▶ **Extracted text**:
----
Oh, how I prospered! I left all my predecessors in Jerusalem far behind, left them behind in the dust. What's more, I kept a clear head through it all.

Everything I wanted I took--I never said no to myself. I gave in to every impulse, held back nothing. I sucked the marrow of pleasure out of every task--my reward to myself for a hard day's work!

Then I took a good look at everything I'd done, looked at all the sweat and hard work. But when I looked, I saw nothing but smoke. Smoke and spitting into the wind. There was nothing to any of it. Nothing."

Sounds like the cravings I spoke of last time, wanting more and more, and never satisified. Solomon realized that with everything, he was still a son of Adam. Tiff, you can only reach so far. Temporary things are just that--temporary.

Signed,
Eve's Daughter

Wednesday, February 02, 2005

Super Size Craving

Today's Menu: Blueberry Muffin
It's Wednesday, forget the drama...

I admit it: We watch the Academy Awards at our house. We buy snacks, kick back, and enjoy the show. I'm shallow enough to say I love to see the gowns. Yes, I'd wear that. No, I wouldn't want to be buried in that. If I looked like her, I'd definitely wear that. What would I say if I ever won for Best Screenplay? (hey, a writer can dream!)

For the first time, we'll be watching at the edge of our seats to see who wins in the Documentary category. We're cheering for the only one we watched. Super Size Me.

Yup, the one where the guy documents his 30-day saga of eating McDonald's three meals a day and he nearly pickles his liver by day 21, all while his vegan girlfriend looks on and shakes her head in horror. For you family-friendly readers, I'll tell you there's one f*** word (not fudge) spoken by an interviewee, and an R-rated shot while the guy is getting an exam in a doctor's office. But I digress. Aside from that, don't cringe, rent the movie.

What made me shake my head in horror is seeing how our Western culture seems bent on destroying ourselves with the foods that bring us such pleasure. We poison our bodies with processed junk--and no, it doesn't just come from McDonald's. We don't have to super size or go through a drive-thru to satisfy our cravings with food that won't satisfy. Not an hour after we consume more calories in a meal than we need in one day, our bodies reap from the sugar and starch, then crash. The cravings start, and our mouths water for another fix.
----
▶ **Data for analysis**:
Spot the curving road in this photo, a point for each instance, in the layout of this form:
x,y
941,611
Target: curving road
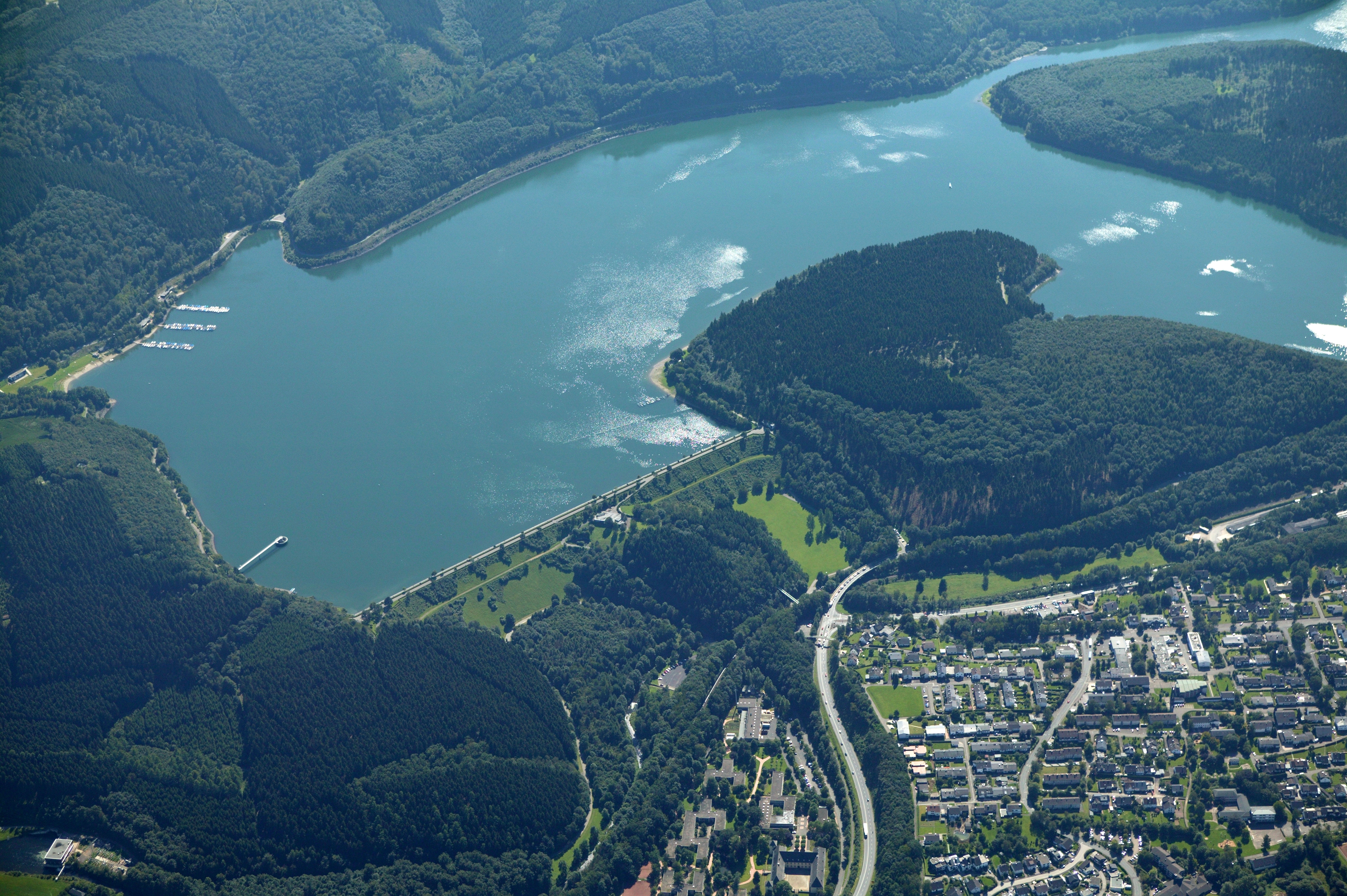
x,y
821,673
1082,855
1067,705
----
▶ **Exercise**: Could you rewrite the part of the blog post that opens with the words "Wednesday, February 02, 2005" and closes with "Super Size Me.", substituting "tuxedos" for "gowns"?

▶ **Expected output**:
Wednesday, February 02, 2005

Super Size Craving

Today's Menu: Blueberry Muffin
It's Wednesday, forget the drama...

I admit it: We watch the Academy Awards at our house. We buy snacks, kick back, and enjoy the show. I'm shallow enough to say I love to see the tuxedos. Yes, I'd wear that. No, I wouldn't want to be buried in that. If I looked like her, I'd definitely wear that. What would I say if I ever won for Best Screenplay? (hey, a writer can dream!)

For the first time, we'll be watching at the edge of our seats to see who wins in the Documentary category. We're cheering for the only one we watched. Super Size Me.